------ Exercise data

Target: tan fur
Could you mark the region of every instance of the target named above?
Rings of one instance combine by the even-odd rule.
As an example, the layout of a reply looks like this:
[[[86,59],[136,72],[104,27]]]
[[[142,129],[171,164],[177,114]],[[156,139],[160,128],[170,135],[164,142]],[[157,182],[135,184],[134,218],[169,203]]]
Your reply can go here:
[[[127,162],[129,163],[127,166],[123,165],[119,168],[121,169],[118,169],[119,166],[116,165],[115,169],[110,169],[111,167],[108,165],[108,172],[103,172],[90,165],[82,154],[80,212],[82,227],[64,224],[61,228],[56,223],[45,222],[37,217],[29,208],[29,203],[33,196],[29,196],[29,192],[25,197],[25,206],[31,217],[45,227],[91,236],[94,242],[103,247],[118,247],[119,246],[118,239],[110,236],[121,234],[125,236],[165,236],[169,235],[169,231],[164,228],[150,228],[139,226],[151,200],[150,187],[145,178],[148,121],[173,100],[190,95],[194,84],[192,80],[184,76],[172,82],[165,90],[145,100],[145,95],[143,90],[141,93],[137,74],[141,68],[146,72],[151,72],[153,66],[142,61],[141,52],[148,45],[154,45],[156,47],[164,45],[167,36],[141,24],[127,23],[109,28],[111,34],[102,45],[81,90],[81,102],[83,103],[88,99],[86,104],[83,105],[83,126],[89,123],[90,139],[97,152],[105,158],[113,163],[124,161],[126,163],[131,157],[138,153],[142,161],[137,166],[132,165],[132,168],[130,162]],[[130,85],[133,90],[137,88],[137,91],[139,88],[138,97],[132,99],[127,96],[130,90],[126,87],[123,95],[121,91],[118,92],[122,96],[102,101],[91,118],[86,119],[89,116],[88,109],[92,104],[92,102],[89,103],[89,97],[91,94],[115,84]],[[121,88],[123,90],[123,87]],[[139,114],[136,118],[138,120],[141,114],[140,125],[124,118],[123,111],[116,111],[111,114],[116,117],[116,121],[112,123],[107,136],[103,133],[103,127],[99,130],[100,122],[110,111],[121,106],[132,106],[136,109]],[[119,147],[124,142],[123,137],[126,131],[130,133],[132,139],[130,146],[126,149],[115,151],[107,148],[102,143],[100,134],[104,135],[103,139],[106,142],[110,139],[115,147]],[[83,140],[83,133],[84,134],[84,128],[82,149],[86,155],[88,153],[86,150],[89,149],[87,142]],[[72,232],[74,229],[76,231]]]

------------

Your instructions
Rewrite the lines above, swapping "reply" for "response" everywhere it occurs and keeping everything else the same.

Task result
Target: tan fur
Could you mark the region of every instance of the target named above?
Rings of one instance combine by the even-odd rule.
As an example, the layout of a response looks like this:
[[[86,59],[136,72],[104,27]]]
[[[142,129],[171,164],[177,114]],[[156,139],[160,128],[170,135],[164,142]],[[157,182],[135,184],[134,218],[169,203]]]
Your response can go here:
[[[127,162],[129,163],[127,166],[123,165],[119,168],[121,169],[118,169],[119,166],[116,165],[115,169],[110,169],[111,167],[108,165],[108,172],[103,172],[90,165],[82,154],[80,212],[82,227],[64,224],[61,228],[56,223],[45,222],[37,217],[29,208],[29,203],[33,196],[29,196],[29,192],[25,197],[25,206],[31,217],[45,227],[91,236],[94,242],[103,247],[118,247],[119,246],[118,239],[110,236],[121,234],[125,236],[165,236],[169,235],[169,231],[164,228],[150,228],[139,226],[151,200],[150,187],[145,178],[148,121],[173,100],[190,95],[194,84],[192,80],[184,76],[172,82],[165,90],[145,100],[145,95],[143,90],[141,93],[137,74],[141,68],[146,72],[151,72],[153,66],[142,61],[141,52],[148,45],[154,45],[156,47],[164,45],[167,36],[141,24],[127,23],[109,28],[111,34],[102,45],[81,90],[81,102],[83,103],[88,99],[86,104],[83,105],[83,126],[89,123],[90,139],[97,152],[105,158],[113,163],[124,161],[126,163],[131,157],[138,153],[142,161],[137,166],[132,165],[132,168],[130,162]],[[130,85],[133,90],[137,88],[137,91],[139,88],[138,97],[132,99],[127,96],[130,90],[126,87],[123,95],[121,91],[118,92],[122,96],[102,101],[91,118],[86,119],[89,116],[88,109],[92,104],[92,102],[89,103],[89,97],[91,94],[115,84]],[[121,88],[123,90],[123,87]],[[139,114],[136,118],[138,120],[141,114],[140,125],[124,118],[123,111],[116,111],[111,114],[116,117],[116,121],[112,123],[107,136],[103,133],[103,127],[99,130],[100,122],[110,111],[121,106],[132,106],[136,109]],[[119,147],[124,142],[123,137],[126,131],[130,133],[132,139],[130,146],[126,149],[115,151],[107,148],[102,143],[100,134],[104,135],[103,139],[106,142],[110,139],[115,147]],[[83,140],[83,133],[84,134],[84,128],[82,149],[86,155],[88,153],[86,150],[89,149],[87,142]],[[72,232],[74,229],[76,231]]]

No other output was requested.